Looking completely realistic and being able to discern between real and fake are competing goals. If you can discern the difference, then it does not look completely realistic.
I think what they're alluding to is generative adversarial networks https://en.m.wikipedia.org/wiki/Generative_adversarial_network where creating a better discriminator that can detect a good image from bad is how you get a better image.
This is one of the basic techniques to spot AI fakes:
The "test" they're trying to fool, is kind of the Turing test: whether humans can tell them apart.
Consistent illumination and shadows is a rabbit hole we really don't want to hop into.
Outside of very obvious anomalies even a trained eye will have a hard time discerning what's going on.
Some are very easy to spot, like a shadow of a character, that's missing a limb on the shadow, or has different placement or pose. Illumination or parallel surfaces where they vary in shadowing without a reason, is also a dead giveaway. But the mist damning evidence is having one scene, then a slightly different scene in a reflection.

# Supplied data
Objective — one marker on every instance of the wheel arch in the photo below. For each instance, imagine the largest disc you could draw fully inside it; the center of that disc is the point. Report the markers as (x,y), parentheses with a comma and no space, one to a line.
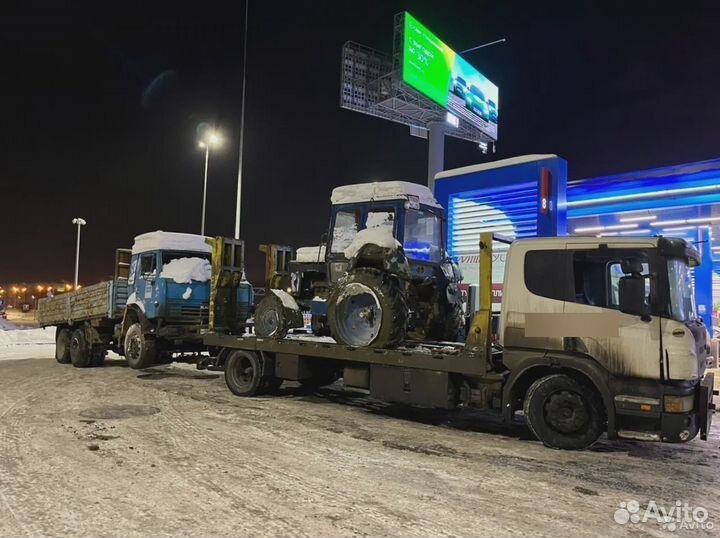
(133,314)
(583,368)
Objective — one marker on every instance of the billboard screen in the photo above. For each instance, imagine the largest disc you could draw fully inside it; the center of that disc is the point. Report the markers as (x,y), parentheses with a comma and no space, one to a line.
(437,71)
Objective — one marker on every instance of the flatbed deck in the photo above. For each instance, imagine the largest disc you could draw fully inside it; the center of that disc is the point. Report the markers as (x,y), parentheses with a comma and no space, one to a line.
(441,356)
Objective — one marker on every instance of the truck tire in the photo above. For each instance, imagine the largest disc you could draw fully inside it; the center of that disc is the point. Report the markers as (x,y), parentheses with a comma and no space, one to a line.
(62,346)
(273,320)
(244,374)
(564,413)
(140,350)
(79,350)
(367,309)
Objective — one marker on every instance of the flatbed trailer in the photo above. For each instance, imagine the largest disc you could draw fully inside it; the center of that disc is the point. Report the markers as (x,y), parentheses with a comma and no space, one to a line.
(574,370)
(428,374)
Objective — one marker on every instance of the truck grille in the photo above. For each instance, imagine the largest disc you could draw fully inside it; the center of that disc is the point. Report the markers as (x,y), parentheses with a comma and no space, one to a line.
(183,314)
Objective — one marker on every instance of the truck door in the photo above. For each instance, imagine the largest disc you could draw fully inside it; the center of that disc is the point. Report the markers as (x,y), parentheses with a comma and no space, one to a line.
(123,257)
(634,349)
(145,282)
(345,226)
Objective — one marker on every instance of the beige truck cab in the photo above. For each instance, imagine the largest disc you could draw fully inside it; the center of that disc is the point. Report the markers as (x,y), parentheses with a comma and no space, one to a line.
(618,315)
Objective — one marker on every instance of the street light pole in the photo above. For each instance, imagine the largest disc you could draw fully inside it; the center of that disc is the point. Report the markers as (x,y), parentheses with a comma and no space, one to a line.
(238,203)
(207,156)
(79,222)
(211,138)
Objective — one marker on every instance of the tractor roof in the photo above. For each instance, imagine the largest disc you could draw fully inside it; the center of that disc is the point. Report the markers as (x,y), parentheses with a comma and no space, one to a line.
(383,190)
(170,241)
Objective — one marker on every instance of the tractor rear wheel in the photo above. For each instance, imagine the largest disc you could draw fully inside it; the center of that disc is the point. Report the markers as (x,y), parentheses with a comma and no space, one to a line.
(368,309)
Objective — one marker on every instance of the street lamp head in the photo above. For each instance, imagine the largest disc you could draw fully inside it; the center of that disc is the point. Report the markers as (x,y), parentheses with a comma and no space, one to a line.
(214,138)
(211,139)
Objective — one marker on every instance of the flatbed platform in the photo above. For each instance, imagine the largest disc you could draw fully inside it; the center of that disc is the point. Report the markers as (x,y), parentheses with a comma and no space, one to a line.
(440,356)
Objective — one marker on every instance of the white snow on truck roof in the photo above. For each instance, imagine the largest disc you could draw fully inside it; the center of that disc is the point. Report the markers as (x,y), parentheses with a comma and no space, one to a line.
(187,270)
(310,254)
(383,190)
(170,241)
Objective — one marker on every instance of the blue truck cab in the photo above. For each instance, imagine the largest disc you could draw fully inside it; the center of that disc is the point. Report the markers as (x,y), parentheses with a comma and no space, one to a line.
(168,295)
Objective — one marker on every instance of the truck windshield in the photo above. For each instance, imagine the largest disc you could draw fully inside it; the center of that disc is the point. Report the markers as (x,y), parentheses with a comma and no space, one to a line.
(423,236)
(167,257)
(682,295)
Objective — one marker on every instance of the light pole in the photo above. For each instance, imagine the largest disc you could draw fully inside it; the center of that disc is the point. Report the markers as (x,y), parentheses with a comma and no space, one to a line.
(211,138)
(79,222)
(238,203)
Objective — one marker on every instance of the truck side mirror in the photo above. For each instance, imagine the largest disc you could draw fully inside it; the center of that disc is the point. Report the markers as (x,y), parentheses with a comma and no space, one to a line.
(632,296)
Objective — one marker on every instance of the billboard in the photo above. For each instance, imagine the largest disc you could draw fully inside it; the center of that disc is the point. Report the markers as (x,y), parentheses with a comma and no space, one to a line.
(437,71)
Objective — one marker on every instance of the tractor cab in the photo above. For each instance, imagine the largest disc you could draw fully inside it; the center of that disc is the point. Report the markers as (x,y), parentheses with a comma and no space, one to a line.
(407,211)
(382,276)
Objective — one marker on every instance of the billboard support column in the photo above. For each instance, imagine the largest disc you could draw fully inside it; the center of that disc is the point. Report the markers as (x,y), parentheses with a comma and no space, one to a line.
(436,151)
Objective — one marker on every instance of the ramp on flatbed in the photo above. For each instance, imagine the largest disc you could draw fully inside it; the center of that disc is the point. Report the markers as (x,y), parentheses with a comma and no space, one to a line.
(446,357)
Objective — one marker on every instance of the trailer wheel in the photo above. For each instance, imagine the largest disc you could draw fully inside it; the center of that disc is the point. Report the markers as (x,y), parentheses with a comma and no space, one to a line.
(79,350)
(564,413)
(62,346)
(244,374)
(140,351)
(367,309)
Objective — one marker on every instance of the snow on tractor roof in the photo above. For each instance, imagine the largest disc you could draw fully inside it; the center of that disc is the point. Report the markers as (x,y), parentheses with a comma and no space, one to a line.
(383,190)
(170,241)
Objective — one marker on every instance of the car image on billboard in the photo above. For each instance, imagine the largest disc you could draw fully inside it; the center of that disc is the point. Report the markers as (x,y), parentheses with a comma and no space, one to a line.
(437,71)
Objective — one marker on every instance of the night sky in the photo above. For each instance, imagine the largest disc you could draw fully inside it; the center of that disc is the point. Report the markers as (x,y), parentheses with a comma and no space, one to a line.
(100,111)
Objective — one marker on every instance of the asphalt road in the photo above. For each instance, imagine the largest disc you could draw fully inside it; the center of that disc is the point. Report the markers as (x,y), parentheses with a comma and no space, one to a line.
(170,452)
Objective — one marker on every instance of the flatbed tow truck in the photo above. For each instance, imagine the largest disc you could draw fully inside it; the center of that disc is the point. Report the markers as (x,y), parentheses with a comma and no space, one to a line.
(596,335)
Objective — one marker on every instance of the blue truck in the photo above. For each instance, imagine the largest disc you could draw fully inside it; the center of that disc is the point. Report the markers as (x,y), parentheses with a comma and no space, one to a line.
(154,310)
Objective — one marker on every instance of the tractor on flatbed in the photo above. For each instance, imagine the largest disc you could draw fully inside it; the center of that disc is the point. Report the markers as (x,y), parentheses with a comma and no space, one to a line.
(384,276)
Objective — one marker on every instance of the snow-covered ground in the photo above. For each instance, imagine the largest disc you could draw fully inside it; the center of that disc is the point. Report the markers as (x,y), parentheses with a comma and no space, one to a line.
(17,342)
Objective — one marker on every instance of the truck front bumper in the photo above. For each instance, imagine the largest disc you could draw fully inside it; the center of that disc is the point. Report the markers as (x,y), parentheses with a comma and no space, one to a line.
(645,418)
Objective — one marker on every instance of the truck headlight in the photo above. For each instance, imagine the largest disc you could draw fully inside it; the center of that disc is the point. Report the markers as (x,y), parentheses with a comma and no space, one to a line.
(679,404)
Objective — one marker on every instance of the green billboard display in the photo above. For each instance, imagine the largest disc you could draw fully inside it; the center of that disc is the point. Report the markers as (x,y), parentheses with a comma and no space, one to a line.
(437,71)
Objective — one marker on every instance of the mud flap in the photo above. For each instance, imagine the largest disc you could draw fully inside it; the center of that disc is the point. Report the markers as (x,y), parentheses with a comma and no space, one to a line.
(706,408)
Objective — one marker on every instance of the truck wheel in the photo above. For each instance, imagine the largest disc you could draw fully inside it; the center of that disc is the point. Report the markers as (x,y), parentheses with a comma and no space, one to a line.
(367,309)
(273,320)
(140,351)
(564,413)
(243,374)
(62,346)
(79,349)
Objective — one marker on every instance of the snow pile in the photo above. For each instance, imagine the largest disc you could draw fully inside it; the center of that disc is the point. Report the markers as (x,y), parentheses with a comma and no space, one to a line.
(286,298)
(381,236)
(310,254)
(185,270)
(170,241)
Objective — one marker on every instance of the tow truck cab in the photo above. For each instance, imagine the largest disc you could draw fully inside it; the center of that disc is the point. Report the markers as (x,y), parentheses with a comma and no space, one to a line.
(620,312)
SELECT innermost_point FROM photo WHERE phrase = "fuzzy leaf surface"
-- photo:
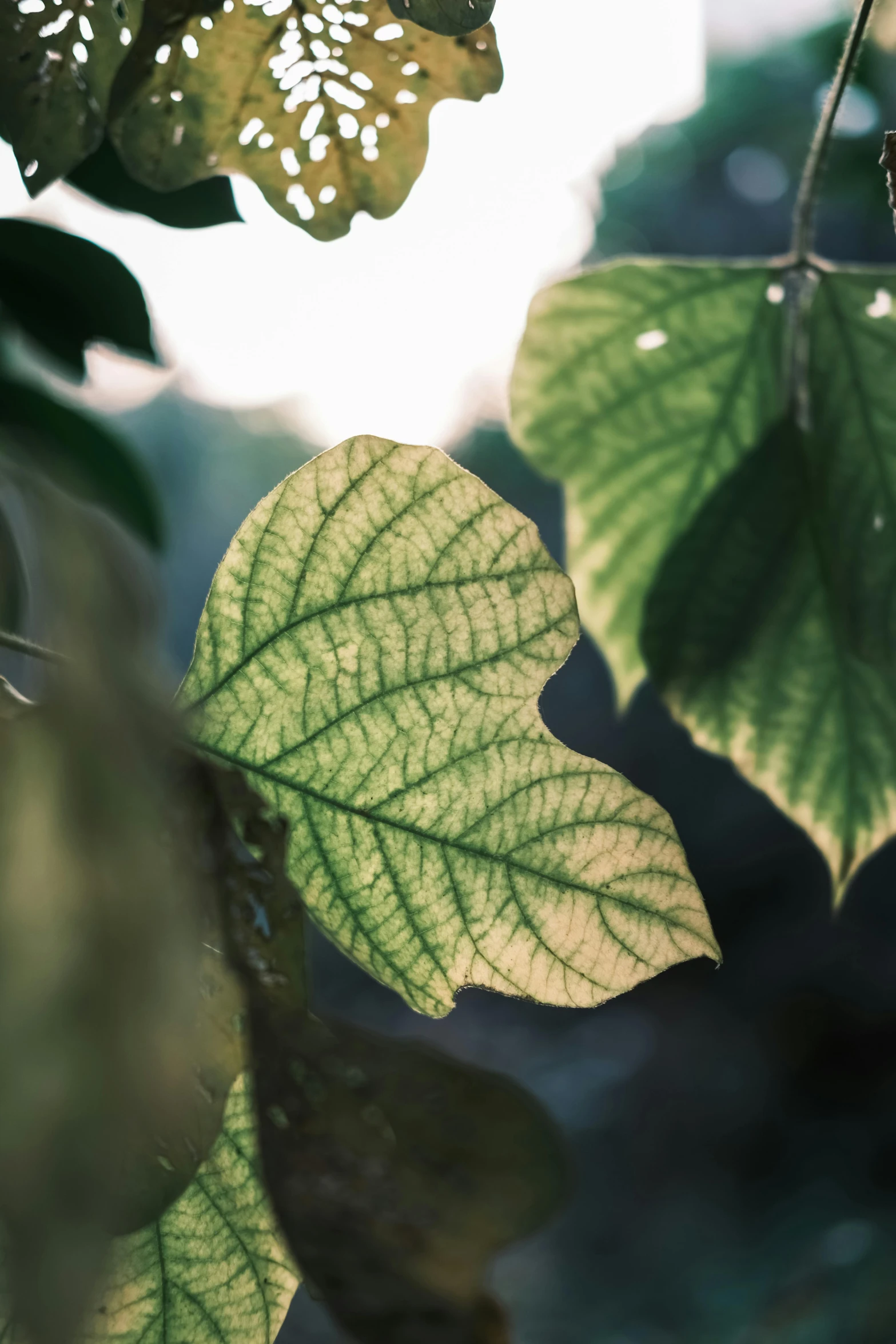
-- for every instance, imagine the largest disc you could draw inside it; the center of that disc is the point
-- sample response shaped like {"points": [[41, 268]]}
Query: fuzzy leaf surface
{"points": [[281, 106], [213, 1269], [640, 386], [371, 656], [98, 922], [53, 102], [768, 613]]}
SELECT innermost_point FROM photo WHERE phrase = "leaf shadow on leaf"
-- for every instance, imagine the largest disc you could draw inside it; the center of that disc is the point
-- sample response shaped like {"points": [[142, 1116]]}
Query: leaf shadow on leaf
{"points": [[397, 1172]]}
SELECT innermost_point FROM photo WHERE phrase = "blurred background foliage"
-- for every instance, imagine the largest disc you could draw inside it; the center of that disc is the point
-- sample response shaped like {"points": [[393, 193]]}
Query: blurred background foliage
{"points": [[734, 1131]]}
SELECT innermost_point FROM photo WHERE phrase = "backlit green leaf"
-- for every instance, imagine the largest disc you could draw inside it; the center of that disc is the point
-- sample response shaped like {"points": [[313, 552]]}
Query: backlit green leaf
{"points": [[327, 117], [641, 386], [371, 656], [448, 17], [198, 206], [213, 1269], [57, 67], [395, 1171], [770, 620], [65, 293]]}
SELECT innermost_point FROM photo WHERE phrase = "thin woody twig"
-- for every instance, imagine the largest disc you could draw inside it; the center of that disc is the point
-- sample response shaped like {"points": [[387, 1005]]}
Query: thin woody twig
{"points": [[889, 162]]}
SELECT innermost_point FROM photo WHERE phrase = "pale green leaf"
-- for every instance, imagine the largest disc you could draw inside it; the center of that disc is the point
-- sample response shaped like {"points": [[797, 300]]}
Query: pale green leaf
{"points": [[213, 1269], [371, 656], [327, 118], [640, 386], [57, 67], [770, 620]]}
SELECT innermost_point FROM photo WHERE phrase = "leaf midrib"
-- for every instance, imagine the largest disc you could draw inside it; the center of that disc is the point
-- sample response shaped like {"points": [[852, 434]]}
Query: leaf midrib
{"points": [[413, 590], [471, 851]]}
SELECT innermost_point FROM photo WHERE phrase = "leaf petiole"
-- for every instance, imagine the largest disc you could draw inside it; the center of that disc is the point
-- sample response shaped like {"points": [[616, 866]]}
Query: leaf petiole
{"points": [[816, 160], [19, 644]]}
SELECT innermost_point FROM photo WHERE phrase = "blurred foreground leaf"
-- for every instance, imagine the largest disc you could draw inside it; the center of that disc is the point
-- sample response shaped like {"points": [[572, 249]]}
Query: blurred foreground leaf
{"points": [[198, 206], [323, 132], [98, 932], [158, 1175], [213, 1269], [653, 392], [371, 656], [452, 18], [66, 293], [57, 67], [397, 1172], [13, 580], [82, 456]]}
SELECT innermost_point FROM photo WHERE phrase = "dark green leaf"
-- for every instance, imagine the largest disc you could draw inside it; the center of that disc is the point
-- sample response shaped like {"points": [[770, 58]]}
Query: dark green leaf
{"points": [[82, 456], [57, 67], [397, 1172], [641, 386], [723, 577], [759, 562], [198, 206], [66, 293], [13, 580], [448, 17]]}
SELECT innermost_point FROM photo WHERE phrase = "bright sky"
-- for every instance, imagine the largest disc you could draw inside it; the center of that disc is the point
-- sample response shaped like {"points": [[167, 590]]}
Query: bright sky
{"points": [[408, 327]]}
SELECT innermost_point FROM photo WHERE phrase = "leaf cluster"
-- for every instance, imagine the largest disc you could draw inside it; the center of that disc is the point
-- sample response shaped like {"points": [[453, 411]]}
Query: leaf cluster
{"points": [[325, 105], [358, 741], [727, 440]]}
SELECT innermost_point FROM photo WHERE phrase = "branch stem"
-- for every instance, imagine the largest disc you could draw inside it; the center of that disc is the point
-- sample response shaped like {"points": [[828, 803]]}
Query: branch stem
{"points": [[18, 644], [810, 182]]}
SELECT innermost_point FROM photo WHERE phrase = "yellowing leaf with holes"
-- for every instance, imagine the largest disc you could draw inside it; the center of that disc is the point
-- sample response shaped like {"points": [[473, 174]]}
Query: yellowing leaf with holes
{"points": [[755, 563], [213, 1269], [371, 656], [327, 109], [57, 66]]}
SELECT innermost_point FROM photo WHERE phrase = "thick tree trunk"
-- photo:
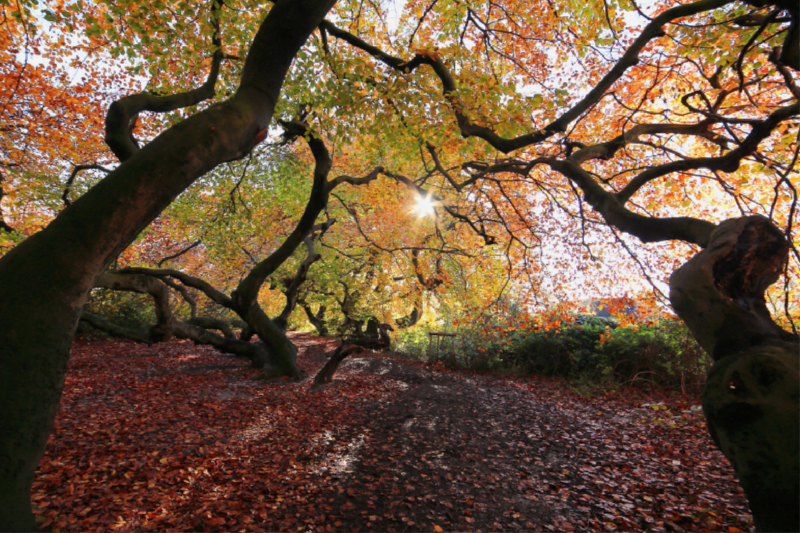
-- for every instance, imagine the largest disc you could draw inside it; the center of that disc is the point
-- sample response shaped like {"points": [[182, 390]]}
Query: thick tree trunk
{"points": [[46, 278], [752, 392]]}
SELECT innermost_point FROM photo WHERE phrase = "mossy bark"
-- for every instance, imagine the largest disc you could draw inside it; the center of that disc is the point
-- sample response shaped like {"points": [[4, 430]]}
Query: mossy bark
{"points": [[752, 394]]}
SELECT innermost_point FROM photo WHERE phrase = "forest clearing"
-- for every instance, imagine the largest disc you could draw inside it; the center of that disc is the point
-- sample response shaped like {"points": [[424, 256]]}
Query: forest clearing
{"points": [[599, 197], [178, 437]]}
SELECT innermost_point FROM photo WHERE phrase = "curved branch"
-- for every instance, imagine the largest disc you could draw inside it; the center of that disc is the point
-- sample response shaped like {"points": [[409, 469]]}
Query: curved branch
{"points": [[186, 279], [74, 174], [109, 328], [652, 31], [293, 288], [123, 113], [648, 229], [726, 163]]}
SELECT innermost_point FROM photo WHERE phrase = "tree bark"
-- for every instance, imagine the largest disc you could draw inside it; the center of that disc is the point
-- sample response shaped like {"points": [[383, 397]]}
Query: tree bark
{"points": [[325, 374], [46, 278], [752, 392]]}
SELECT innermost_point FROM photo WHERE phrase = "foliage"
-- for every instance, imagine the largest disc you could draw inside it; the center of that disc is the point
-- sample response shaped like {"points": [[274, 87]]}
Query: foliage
{"points": [[581, 348], [663, 354]]}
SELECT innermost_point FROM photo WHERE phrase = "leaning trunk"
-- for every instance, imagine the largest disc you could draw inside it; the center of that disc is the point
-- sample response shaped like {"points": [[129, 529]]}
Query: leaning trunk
{"points": [[47, 278], [752, 392]]}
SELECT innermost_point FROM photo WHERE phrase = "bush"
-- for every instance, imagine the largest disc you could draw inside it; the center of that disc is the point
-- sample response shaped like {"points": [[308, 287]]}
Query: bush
{"points": [[663, 354]]}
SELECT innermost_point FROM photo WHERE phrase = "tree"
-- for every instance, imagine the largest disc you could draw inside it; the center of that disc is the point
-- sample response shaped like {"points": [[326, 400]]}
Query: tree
{"points": [[645, 131]]}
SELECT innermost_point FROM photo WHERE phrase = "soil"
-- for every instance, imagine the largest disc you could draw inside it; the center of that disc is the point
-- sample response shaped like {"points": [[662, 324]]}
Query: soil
{"points": [[472, 452], [389, 445]]}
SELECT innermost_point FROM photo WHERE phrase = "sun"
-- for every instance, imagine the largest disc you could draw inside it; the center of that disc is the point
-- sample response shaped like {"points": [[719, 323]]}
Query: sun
{"points": [[425, 206]]}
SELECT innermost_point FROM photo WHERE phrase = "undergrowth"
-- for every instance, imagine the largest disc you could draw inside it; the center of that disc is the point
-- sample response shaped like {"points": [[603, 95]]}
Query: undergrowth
{"points": [[589, 352]]}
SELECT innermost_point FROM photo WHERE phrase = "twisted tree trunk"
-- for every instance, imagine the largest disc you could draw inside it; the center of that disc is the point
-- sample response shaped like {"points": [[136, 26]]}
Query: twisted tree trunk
{"points": [[47, 278], [752, 392]]}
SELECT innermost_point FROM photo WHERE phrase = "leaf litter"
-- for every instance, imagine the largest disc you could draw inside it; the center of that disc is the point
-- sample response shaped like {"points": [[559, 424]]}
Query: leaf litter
{"points": [[177, 437]]}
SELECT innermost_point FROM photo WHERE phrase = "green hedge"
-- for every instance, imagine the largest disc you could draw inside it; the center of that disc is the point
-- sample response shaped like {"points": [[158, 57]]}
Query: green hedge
{"points": [[664, 354], [586, 348]]}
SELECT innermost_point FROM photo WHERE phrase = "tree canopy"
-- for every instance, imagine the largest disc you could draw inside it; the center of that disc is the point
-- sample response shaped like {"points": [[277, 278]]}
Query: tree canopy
{"points": [[548, 147]]}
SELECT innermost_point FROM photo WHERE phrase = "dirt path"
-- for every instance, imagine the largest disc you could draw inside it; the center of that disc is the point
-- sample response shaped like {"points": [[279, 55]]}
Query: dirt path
{"points": [[471, 452], [178, 437]]}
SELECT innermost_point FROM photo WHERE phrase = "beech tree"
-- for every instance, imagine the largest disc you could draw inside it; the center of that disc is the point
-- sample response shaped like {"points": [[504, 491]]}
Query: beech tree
{"points": [[679, 127]]}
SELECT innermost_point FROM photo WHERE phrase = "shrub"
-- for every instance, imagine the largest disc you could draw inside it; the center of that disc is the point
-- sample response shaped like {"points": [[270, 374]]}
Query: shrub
{"points": [[664, 354]]}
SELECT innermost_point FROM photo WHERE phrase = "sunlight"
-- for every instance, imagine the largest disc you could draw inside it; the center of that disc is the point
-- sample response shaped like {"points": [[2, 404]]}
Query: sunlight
{"points": [[425, 206]]}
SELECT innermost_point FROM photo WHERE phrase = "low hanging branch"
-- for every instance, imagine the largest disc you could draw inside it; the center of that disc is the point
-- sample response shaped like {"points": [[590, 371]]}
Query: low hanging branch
{"points": [[383, 342], [123, 113]]}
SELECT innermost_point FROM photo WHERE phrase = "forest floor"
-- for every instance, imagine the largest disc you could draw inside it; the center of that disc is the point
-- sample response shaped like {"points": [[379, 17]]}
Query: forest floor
{"points": [[176, 437]]}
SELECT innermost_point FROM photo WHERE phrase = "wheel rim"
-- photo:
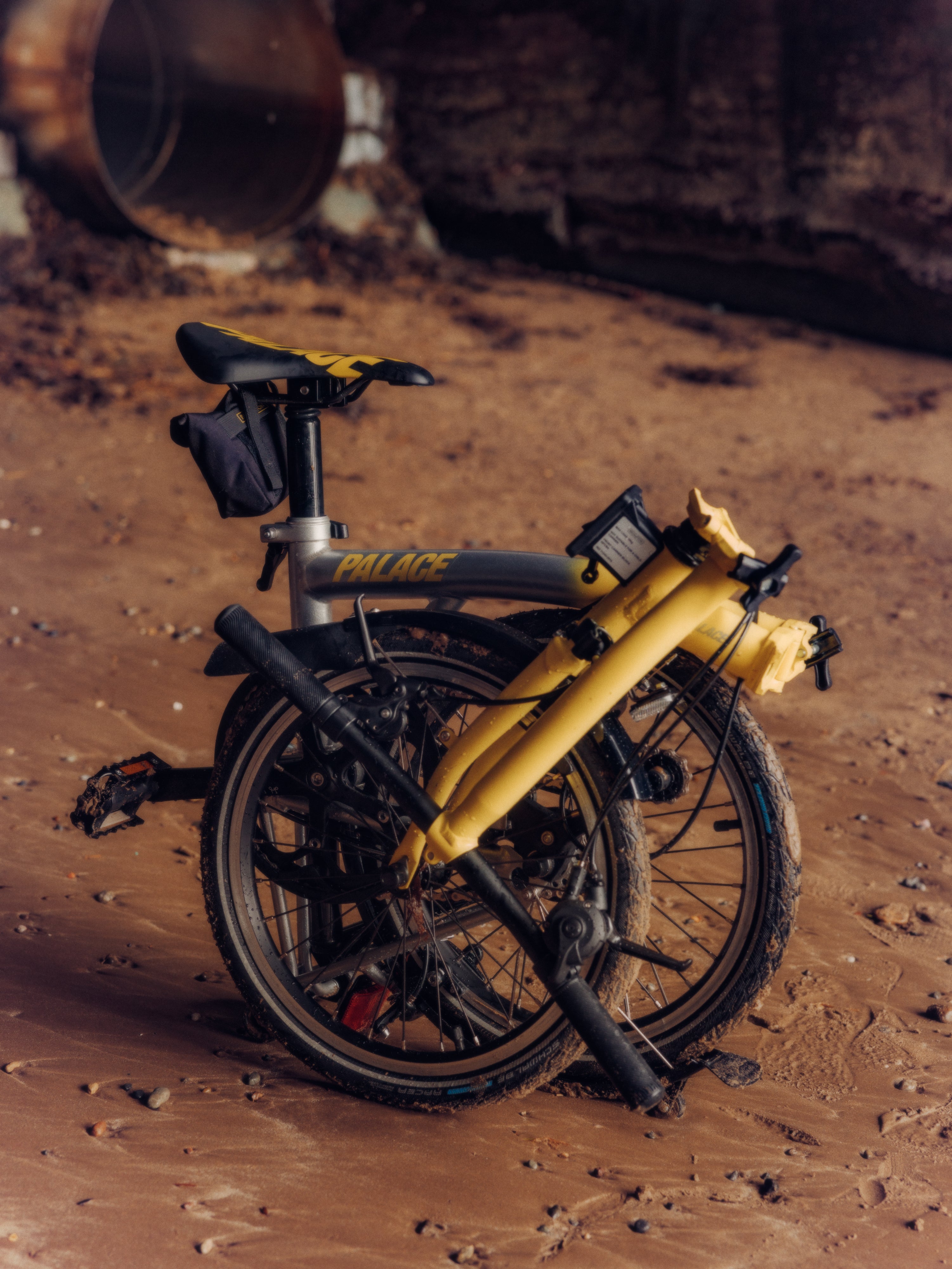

# Work required
Answer the following questions using the excerpt on spotting AI fakes.
(a) What kind of network is mentioned as one where a better discriminator yields a better image?
(b) Which test is the "test" they're trying to fool compared to?
(c) What kind of shadow is offered as an easy-to-spot anomaly?

# Exercise solution
(a) Generative adversarial networks.
(b) The Turing test, meaning whether humans can tell them apart.
(c) A character's shadow that is missing a limb or has a different placement or pose.